**EXERCISE REQUIREMENTS:** Whenever a line contains the string "young", copy it out of the entries.

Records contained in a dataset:
+++++

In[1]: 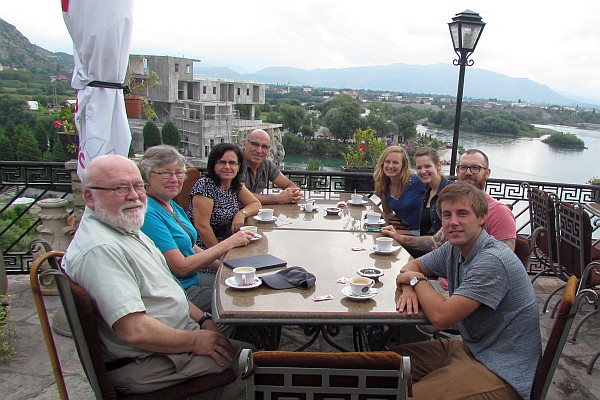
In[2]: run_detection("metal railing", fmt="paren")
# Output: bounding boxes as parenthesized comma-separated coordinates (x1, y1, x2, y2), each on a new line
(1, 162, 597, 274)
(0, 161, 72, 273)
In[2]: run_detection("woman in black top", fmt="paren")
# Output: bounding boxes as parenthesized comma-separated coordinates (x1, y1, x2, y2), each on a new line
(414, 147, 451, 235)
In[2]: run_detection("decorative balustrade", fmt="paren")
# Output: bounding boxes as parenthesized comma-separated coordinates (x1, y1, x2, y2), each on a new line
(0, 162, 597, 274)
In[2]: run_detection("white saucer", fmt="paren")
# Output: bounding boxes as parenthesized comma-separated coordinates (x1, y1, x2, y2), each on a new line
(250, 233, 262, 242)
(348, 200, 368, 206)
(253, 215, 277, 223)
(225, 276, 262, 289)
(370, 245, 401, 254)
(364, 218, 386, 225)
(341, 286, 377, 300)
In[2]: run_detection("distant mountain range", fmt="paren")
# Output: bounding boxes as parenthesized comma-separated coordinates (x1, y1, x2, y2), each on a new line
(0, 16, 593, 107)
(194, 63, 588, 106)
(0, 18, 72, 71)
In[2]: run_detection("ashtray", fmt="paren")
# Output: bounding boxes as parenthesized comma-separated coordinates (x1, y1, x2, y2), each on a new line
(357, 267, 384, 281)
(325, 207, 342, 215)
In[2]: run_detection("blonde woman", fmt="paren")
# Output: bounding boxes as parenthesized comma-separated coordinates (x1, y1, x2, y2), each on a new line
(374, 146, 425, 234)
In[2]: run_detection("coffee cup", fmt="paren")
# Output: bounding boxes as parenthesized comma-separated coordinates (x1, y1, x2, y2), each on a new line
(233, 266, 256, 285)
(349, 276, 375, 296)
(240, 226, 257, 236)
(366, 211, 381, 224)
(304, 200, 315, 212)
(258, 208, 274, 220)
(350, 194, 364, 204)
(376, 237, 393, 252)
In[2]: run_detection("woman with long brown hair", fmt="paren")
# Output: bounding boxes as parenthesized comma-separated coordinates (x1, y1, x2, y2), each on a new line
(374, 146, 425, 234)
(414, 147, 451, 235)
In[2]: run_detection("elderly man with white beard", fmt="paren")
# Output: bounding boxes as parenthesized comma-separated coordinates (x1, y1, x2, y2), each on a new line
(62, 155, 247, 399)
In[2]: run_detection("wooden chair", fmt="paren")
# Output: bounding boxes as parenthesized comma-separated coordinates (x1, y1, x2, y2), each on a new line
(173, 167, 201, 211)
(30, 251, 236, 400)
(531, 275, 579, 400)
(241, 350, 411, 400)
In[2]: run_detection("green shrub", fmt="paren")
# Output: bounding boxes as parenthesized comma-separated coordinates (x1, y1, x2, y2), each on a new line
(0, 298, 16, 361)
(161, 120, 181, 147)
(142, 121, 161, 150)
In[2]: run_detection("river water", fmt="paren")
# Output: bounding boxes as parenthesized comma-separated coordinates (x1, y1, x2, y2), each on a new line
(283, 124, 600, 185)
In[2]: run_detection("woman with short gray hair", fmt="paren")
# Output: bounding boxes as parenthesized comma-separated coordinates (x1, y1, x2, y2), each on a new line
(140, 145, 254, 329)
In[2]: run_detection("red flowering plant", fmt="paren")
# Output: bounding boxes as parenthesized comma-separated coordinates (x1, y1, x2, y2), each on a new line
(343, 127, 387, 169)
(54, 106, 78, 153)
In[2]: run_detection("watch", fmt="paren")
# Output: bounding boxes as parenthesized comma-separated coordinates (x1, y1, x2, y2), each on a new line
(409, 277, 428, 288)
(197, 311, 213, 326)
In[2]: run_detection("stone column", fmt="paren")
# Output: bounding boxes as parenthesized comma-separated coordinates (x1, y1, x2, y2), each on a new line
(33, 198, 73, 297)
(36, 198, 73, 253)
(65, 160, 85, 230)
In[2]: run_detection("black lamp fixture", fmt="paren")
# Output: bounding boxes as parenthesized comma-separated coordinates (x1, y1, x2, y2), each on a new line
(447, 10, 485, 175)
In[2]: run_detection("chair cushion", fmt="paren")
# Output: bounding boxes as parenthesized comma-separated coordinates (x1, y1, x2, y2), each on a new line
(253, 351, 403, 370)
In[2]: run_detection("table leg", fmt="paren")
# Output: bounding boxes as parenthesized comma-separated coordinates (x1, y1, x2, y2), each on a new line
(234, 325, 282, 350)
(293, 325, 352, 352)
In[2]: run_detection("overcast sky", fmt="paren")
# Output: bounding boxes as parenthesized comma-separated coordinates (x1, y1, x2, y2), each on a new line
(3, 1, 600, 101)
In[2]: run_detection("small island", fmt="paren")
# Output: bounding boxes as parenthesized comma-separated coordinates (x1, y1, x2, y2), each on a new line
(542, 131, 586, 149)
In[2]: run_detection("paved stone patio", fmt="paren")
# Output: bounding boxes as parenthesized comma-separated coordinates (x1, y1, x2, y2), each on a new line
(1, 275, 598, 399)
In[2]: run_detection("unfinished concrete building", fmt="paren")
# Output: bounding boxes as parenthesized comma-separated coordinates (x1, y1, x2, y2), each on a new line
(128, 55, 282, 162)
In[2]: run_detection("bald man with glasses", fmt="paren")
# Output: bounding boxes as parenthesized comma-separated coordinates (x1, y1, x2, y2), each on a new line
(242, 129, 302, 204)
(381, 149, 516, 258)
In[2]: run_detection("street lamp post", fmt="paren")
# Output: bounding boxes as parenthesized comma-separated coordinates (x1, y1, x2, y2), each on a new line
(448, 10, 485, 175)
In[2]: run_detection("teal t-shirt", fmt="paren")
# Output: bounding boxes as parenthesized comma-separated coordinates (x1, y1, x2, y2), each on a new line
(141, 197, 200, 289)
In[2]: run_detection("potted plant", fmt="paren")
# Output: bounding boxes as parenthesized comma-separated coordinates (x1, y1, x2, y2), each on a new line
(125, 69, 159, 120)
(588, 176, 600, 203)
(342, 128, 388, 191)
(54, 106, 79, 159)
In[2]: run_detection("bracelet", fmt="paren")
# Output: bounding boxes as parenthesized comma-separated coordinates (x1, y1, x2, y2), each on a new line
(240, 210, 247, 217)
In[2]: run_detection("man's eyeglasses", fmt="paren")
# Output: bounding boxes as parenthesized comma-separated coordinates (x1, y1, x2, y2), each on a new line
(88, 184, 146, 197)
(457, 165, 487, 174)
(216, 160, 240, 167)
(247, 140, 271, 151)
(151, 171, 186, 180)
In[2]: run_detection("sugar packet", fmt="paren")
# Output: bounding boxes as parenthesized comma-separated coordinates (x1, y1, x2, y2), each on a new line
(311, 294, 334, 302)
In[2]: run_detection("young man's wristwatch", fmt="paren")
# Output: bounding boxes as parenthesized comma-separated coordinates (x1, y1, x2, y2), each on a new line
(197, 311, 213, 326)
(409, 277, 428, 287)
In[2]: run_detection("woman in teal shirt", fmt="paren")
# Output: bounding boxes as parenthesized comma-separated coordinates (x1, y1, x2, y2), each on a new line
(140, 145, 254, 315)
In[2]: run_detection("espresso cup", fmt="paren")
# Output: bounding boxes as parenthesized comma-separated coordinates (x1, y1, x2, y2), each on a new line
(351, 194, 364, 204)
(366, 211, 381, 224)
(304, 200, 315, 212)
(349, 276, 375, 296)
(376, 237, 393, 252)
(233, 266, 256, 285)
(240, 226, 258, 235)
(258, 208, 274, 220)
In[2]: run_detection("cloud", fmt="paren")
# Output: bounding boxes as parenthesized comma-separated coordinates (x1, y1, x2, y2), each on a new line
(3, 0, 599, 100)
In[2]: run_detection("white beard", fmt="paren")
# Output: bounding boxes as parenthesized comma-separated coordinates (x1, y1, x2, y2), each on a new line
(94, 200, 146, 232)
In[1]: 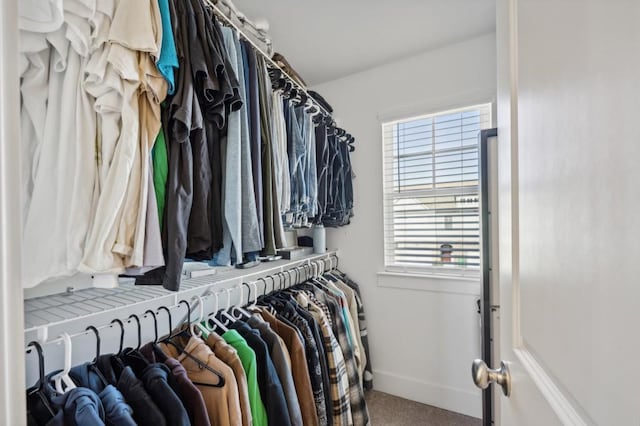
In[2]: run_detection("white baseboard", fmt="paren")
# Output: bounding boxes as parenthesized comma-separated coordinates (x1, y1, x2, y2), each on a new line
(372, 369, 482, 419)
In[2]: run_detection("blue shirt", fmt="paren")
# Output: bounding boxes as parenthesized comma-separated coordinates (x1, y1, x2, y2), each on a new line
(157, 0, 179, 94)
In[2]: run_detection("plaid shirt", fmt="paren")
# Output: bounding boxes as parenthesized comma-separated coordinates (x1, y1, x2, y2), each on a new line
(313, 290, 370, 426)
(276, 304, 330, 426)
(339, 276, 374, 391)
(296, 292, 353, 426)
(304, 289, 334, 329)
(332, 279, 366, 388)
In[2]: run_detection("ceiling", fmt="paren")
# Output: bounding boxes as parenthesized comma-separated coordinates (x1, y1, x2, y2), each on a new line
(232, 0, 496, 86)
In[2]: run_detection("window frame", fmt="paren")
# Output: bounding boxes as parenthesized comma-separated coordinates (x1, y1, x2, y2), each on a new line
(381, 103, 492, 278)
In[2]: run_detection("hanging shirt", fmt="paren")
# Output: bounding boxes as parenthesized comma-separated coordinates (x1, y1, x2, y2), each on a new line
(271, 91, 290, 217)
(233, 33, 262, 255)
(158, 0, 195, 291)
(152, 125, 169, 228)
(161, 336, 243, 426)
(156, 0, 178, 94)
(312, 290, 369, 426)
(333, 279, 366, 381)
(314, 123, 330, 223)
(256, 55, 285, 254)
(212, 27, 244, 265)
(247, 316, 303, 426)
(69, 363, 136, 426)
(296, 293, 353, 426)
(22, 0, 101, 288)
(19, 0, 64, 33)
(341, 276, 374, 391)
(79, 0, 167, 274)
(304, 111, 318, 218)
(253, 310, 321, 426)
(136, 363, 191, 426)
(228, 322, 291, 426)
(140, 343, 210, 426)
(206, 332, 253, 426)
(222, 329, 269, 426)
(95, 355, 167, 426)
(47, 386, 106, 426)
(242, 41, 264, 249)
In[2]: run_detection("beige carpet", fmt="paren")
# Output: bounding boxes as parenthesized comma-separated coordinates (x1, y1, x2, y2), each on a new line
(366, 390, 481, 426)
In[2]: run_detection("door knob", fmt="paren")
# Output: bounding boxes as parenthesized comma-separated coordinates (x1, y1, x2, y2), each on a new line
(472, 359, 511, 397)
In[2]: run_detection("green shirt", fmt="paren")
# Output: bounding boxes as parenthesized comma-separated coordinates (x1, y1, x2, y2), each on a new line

+++++

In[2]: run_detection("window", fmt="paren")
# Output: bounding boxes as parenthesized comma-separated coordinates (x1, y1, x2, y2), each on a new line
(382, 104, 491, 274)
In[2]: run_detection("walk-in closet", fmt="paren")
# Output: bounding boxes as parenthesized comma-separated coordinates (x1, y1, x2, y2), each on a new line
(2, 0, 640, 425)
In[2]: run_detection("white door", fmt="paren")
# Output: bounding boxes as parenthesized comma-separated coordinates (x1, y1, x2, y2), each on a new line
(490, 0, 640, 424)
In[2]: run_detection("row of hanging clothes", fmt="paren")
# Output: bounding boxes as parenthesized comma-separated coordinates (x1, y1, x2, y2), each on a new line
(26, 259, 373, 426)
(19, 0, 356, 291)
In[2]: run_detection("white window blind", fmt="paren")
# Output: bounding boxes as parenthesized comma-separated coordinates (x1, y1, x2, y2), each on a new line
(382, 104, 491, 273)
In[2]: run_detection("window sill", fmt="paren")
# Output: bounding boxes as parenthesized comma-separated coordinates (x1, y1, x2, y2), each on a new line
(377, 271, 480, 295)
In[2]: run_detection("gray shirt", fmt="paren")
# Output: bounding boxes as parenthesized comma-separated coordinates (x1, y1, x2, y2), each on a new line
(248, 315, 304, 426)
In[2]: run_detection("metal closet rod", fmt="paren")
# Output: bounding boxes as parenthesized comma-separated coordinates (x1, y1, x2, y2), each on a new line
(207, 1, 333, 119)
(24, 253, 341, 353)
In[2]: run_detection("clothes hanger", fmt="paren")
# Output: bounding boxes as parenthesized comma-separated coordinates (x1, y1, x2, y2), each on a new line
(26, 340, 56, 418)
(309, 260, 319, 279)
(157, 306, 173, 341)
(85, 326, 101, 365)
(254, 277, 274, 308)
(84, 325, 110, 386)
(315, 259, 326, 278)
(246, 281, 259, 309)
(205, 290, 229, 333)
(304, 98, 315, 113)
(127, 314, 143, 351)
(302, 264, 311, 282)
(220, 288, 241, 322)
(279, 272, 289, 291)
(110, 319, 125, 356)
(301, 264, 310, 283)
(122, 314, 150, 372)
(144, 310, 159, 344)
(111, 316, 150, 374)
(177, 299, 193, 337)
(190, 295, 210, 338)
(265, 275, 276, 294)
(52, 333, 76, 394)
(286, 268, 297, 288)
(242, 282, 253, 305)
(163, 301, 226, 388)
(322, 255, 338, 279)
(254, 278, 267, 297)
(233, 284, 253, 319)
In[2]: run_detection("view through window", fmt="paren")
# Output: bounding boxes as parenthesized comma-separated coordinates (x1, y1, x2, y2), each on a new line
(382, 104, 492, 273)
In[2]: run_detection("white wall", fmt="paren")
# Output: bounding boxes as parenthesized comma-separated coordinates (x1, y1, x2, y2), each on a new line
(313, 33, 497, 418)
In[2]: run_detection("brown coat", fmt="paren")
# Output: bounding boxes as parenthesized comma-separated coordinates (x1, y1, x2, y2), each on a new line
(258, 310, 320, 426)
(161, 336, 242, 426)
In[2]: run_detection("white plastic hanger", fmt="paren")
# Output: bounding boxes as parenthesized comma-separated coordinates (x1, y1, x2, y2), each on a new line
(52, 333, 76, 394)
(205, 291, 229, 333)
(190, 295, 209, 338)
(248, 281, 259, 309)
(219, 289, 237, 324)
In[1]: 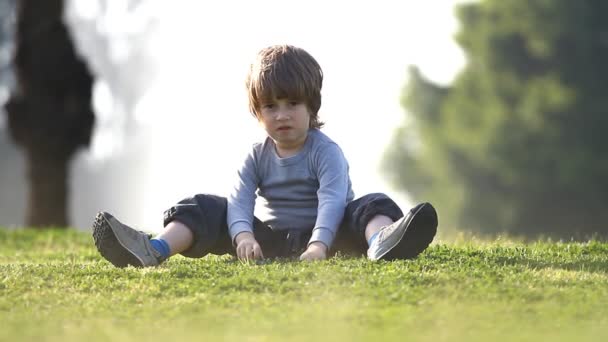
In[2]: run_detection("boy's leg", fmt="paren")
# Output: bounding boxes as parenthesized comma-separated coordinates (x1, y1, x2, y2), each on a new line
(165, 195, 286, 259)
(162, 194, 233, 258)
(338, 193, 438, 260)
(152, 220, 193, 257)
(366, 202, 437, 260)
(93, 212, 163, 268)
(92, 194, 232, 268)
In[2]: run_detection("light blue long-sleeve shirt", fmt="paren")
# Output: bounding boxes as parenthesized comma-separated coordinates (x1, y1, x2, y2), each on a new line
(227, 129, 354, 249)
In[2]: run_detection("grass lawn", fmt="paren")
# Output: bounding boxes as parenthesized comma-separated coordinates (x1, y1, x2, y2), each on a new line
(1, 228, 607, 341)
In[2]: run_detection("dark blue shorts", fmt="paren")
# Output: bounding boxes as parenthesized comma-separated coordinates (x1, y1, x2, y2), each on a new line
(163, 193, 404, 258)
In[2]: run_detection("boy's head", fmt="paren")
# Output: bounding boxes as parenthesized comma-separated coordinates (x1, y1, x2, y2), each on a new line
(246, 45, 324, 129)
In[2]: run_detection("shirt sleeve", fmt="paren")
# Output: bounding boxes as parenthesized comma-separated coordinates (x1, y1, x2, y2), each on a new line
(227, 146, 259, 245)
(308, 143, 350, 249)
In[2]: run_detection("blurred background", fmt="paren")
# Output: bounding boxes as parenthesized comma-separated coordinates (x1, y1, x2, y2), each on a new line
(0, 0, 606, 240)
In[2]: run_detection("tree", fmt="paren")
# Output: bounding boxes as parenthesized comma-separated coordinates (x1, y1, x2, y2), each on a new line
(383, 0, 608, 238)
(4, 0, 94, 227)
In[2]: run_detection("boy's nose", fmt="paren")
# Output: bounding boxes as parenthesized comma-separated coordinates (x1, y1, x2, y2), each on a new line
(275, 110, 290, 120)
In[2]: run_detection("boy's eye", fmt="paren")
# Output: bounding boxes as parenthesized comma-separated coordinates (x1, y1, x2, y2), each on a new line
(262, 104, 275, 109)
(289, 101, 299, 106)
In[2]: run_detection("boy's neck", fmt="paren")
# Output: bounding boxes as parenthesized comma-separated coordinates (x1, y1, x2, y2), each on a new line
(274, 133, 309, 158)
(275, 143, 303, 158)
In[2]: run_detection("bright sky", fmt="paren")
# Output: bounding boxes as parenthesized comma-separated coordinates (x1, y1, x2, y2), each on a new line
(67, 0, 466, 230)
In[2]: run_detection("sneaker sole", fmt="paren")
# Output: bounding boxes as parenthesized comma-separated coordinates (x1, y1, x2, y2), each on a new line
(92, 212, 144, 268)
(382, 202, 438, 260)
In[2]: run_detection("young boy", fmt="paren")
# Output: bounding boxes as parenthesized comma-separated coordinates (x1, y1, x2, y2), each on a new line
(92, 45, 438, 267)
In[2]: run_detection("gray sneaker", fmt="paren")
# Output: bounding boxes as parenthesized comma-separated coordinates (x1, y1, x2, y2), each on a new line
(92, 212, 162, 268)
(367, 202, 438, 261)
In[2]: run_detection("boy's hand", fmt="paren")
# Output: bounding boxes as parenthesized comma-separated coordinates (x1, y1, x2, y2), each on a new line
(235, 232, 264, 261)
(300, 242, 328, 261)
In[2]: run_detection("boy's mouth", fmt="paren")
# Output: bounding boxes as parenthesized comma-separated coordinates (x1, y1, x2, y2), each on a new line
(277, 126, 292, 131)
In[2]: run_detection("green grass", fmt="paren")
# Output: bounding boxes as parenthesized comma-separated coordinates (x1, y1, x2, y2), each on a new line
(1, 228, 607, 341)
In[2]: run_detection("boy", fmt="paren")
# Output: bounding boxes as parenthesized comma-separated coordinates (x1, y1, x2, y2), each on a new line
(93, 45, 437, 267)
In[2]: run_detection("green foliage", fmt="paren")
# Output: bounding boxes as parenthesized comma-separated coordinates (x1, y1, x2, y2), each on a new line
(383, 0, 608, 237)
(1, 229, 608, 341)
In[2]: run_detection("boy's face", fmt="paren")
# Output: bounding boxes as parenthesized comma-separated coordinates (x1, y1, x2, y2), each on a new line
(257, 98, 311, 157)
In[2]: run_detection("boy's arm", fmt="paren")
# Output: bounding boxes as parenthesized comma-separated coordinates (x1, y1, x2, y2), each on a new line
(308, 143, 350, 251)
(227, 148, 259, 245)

+++++

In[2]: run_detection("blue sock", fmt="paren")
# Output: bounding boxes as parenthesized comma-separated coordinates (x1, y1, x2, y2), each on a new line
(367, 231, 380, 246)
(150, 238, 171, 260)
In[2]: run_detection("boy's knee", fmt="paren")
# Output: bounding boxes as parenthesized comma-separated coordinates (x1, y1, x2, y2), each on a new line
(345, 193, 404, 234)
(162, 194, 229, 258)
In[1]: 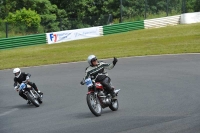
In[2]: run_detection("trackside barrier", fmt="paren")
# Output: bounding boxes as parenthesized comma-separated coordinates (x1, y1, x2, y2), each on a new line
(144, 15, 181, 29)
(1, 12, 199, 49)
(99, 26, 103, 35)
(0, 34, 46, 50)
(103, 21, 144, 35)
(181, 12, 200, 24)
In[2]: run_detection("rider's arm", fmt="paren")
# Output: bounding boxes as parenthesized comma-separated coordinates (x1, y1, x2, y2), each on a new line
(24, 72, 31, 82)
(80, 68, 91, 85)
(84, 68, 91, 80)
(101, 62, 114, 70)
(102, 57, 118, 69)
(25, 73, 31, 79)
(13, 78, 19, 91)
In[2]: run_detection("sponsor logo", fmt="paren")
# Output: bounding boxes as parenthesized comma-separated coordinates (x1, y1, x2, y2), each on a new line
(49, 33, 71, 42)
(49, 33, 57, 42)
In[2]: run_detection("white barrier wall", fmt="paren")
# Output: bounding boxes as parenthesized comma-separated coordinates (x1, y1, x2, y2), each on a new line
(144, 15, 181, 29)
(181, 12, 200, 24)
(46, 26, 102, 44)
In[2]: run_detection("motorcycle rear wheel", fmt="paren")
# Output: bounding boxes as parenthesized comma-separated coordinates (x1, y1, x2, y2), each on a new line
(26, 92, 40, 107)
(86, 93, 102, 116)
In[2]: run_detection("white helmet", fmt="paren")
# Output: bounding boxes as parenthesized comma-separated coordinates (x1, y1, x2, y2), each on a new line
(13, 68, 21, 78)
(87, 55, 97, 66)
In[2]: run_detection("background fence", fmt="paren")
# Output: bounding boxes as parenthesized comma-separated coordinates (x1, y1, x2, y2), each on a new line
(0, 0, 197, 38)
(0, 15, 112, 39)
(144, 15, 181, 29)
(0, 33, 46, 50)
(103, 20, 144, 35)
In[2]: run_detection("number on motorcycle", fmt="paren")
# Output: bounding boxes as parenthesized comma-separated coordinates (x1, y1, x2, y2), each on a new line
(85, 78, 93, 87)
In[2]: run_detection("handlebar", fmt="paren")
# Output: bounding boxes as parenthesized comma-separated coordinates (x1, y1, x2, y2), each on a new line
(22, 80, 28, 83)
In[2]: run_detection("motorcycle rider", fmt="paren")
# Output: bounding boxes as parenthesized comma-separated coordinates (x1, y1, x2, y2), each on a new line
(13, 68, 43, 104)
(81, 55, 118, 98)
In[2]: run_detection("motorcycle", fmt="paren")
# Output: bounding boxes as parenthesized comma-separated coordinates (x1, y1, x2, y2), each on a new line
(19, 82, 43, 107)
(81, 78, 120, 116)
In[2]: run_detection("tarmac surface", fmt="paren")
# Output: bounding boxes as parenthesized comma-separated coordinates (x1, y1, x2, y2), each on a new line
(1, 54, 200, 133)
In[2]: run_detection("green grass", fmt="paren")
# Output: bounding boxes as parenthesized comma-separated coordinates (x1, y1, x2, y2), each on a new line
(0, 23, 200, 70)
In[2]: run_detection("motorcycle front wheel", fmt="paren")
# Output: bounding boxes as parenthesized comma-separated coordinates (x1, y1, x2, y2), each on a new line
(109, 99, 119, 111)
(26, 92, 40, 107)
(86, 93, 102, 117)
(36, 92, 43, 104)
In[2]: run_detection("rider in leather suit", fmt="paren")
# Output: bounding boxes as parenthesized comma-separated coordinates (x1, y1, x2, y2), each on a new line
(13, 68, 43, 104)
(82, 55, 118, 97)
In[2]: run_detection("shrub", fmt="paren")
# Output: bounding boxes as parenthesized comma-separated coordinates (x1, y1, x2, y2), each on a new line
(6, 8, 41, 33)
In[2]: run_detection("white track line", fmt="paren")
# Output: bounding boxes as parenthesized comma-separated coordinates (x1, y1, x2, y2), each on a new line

+++++

**RESPONSE TO THE TASK:**
In[2]: run_detection("young man's wristwatch", fmt="paren")
In[2]: run_detection("young boy", fmt="paren")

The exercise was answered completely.